ACTIONS TO TAKE -
[1] Answer these questions from the Newtown history passage:
(a) In what year did electricity come to Newtown?
(b) Which body proposed in 1948 to flood the Enborne?
(c) What part of the church would have stayed above water?
[2] Carry on the Newtown history passage from its last sentence.

DOCUMENT PASSAGE -
Electricity came to Newtown in 1934. Prior to this date oil lamps had been used, as Newtown has never been connected to a gas supply. Mains water was first available in Newtown about five years earlier. Previously residents had drawn water from the numerous wells in the parish.
On the subject of water, in 1948 the Metropolitan Water Board proposed to flood the Enborne from Wash Water to Brimpton to provide a reservoir for 55 thousand million gallons of water. It would have flooded Newtown up to the 300 foot contour line, submerging all the hous­es near The Swan. Only the spire of the church would have remained above water. A Newtown Resistance Committee was formed, and local resident Lord Teviot brought his influence to bear. The matter cropped up again a few years later but eventually the scheme was abandoned.

Natural language region descriptions:
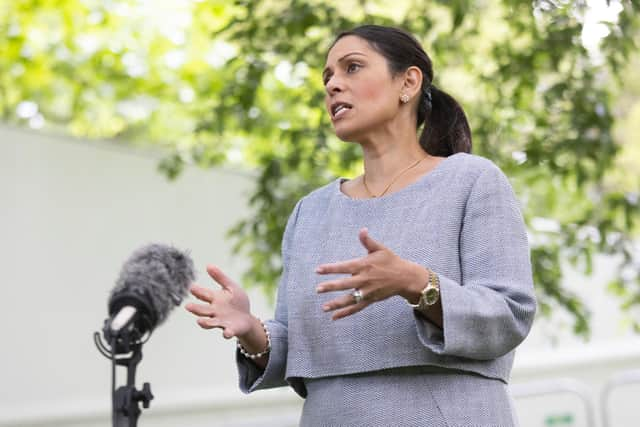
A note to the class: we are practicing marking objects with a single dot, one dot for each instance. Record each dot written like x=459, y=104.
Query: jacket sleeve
x=251, y=377
x=491, y=310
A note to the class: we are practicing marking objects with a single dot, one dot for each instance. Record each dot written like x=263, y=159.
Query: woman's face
x=361, y=95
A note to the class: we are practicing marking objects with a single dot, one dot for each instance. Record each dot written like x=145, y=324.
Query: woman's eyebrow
x=324, y=72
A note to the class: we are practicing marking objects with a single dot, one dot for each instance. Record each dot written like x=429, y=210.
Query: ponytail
x=446, y=129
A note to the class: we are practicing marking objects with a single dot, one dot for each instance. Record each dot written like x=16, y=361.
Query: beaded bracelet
x=255, y=356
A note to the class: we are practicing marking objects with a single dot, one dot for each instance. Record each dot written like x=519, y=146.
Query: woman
x=405, y=290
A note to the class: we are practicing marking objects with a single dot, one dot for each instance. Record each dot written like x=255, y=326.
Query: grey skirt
x=407, y=397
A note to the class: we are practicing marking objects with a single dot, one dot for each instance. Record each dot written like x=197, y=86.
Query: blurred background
x=201, y=123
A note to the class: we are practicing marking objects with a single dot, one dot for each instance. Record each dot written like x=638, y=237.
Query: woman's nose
x=333, y=86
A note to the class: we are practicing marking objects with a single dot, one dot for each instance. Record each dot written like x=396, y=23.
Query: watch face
x=431, y=296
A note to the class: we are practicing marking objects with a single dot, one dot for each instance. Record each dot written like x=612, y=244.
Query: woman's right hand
x=228, y=309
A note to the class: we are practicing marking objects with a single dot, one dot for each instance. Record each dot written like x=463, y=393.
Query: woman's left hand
x=379, y=275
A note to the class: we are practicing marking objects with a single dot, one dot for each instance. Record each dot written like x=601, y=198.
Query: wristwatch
x=430, y=294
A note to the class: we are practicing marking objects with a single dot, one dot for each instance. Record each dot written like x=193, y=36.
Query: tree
x=243, y=81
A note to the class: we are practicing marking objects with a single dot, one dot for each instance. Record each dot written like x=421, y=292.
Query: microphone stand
x=126, y=399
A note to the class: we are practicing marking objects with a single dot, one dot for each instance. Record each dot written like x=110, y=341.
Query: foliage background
x=550, y=89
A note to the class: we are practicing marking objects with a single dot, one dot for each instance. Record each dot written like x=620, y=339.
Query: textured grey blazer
x=461, y=220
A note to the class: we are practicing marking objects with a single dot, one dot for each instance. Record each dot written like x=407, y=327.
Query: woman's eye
x=352, y=67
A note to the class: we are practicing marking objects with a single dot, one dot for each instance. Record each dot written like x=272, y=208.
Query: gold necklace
x=366, y=187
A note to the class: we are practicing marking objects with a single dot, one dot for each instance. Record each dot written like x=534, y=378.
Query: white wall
x=72, y=211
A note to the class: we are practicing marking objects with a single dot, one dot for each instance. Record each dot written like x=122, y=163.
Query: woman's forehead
x=346, y=46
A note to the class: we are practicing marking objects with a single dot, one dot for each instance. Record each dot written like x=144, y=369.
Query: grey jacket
x=461, y=220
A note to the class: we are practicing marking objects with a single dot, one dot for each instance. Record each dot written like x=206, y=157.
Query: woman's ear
x=412, y=81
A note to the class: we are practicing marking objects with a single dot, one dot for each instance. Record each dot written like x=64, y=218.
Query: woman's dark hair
x=446, y=129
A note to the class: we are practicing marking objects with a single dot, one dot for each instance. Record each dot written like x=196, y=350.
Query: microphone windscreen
x=155, y=278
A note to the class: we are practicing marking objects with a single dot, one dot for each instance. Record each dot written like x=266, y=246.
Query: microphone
x=152, y=281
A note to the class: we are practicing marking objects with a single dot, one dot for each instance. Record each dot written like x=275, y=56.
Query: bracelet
x=255, y=356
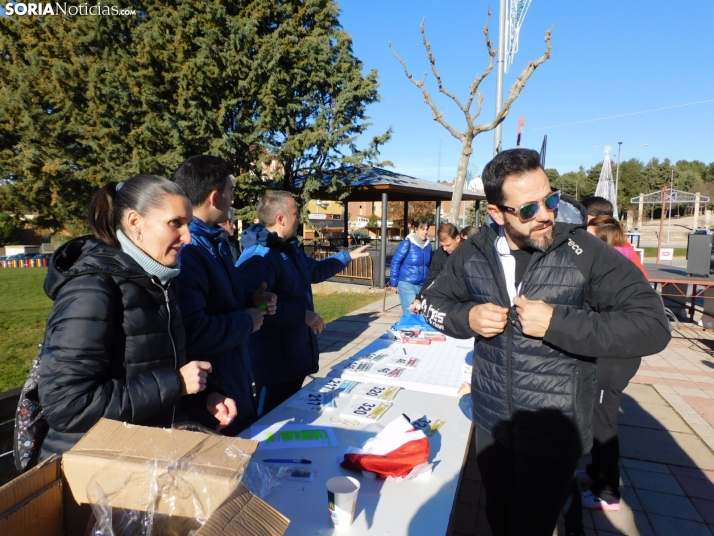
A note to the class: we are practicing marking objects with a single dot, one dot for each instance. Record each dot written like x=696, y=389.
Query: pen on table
x=281, y=460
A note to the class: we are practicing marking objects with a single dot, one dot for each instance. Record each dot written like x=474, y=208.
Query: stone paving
x=666, y=426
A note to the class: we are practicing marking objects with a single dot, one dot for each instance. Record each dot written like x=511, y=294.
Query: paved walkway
x=666, y=435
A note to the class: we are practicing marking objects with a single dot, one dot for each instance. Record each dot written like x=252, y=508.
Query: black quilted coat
x=113, y=345
x=536, y=395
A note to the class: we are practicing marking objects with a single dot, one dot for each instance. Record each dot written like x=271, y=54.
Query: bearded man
x=543, y=300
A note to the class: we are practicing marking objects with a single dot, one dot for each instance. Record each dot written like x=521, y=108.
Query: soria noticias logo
x=78, y=10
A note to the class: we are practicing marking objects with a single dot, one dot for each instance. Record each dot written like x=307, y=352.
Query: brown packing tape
x=40, y=514
x=244, y=513
x=124, y=459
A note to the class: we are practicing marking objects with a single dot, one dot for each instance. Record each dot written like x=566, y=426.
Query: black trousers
x=524, y=493
x=613, y=375
x=272, y=395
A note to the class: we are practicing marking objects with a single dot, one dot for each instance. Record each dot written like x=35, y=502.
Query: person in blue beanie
x=409, y=268
x=285, y=350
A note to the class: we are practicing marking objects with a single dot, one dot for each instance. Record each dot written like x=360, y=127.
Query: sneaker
x=592, y=501
x=583, y=477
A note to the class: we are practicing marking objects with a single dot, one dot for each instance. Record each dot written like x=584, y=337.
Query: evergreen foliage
x=88, y=100
x=10, y=229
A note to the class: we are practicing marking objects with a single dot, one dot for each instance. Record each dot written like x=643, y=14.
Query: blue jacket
x=284, y=349
x=217, y=329
x=410, y=263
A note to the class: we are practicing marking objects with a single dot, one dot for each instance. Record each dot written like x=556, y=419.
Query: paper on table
x=293, y=436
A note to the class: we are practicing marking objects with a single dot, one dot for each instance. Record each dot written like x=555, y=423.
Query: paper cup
x=342, y=499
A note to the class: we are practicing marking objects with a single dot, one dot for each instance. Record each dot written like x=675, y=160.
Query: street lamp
x=617, y=177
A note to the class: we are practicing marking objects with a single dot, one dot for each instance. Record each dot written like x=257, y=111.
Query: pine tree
x=88, y=100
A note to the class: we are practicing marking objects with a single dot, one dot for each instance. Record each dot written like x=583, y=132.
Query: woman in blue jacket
x=410, y=264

RESPONSES IN ORDER -
[1]
(a) 1934
(b) The Metropolitan Water Board
(c) Only the spire

[2]
Lord of the Manor
The Lord of the Manor was the Bishop of Winchester from 1218 until 1802, apart from the period 1648 until the Restoration of the Monarchy in 1660. From 1802 to 1986 the Lordship was held by the Earls of Carnarvon. In 1986 for one day only it was held by a company and then transferred to Brian Hibbert, who in 1996 passed it to the present holders Jon and Kathy Summers of Newtown Grange. The ownership by this company, Bakewell Management Ltd, for one day in 1986 was important because it gave rise to a dispute about who owned Newtown Common, and what rights residents had to drive over the common to their houses.

Newtown Common
Newtown Common is an open tract of 146 acres of land, partly wooded and partly open heath. It has been so from ancient times and was untouched by the 19th century Enclosure Acts. A Scheme of Management under the Commons Act 1899 was entered into in 1930 giving the management of the common to the District Council, which then delegated the powers of management to Newtown Parish Council, who still hold those powers today. Newtown Common was registered under the Commons Registration Act 1965 with sixteen houses having registered rights to take wood and turf and graze certain animals.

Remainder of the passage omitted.